== PROBLEM DETAILS ==
Would you transcribe the records below from the line with "Tag the brown" to the line with "Tag the dry grass", ends included, exactly and with nothing more, leaving the pictures out?

== Data excerpts ==
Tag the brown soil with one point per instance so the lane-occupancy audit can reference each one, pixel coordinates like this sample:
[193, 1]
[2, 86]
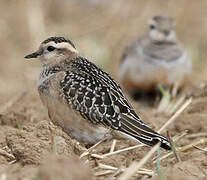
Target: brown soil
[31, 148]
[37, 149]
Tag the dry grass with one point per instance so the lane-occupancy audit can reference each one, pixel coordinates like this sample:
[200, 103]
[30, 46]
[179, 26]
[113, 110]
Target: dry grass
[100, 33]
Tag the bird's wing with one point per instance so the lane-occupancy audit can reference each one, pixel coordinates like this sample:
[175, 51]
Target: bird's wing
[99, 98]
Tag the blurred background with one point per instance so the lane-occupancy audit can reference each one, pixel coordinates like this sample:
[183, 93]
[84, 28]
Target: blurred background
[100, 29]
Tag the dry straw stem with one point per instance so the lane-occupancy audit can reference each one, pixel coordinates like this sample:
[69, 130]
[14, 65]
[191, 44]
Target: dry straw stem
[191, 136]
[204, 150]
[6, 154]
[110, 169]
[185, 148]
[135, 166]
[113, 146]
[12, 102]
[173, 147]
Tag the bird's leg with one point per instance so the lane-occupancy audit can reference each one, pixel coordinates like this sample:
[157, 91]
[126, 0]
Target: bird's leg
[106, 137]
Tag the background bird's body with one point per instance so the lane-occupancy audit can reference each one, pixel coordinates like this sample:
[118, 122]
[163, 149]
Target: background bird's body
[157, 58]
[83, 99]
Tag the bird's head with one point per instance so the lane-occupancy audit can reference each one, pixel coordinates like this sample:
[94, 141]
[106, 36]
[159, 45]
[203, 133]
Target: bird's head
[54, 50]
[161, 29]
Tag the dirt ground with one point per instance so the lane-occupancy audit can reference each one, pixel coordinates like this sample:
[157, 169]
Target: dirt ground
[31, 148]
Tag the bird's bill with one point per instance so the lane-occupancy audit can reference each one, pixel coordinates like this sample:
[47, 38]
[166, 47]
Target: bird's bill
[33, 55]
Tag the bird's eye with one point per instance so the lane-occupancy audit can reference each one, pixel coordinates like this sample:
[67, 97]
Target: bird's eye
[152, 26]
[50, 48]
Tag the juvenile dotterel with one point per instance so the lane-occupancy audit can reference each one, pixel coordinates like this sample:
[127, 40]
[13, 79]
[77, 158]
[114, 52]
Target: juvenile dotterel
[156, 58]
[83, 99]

--

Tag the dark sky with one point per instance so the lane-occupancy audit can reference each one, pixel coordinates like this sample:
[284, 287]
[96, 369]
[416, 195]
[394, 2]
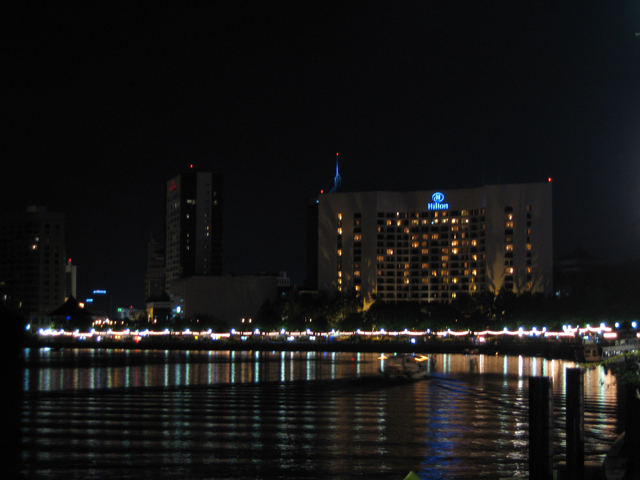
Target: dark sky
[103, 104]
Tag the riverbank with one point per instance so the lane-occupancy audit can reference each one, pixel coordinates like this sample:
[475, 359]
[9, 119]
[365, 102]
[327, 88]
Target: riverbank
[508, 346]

== RESULT OF THIS EXERCISE ==
Tag the brown soil with one point per instance so the lane-occupancy audit can reference each one, pixel coordinates like this sample:
[193, 1]
[2, 86]
Target: brown soil
[31, 148]
[37, 149]
Tag the dry grass with one point per instance so the lane-occupancy audit can reference each one, pixel coordinates like this sample:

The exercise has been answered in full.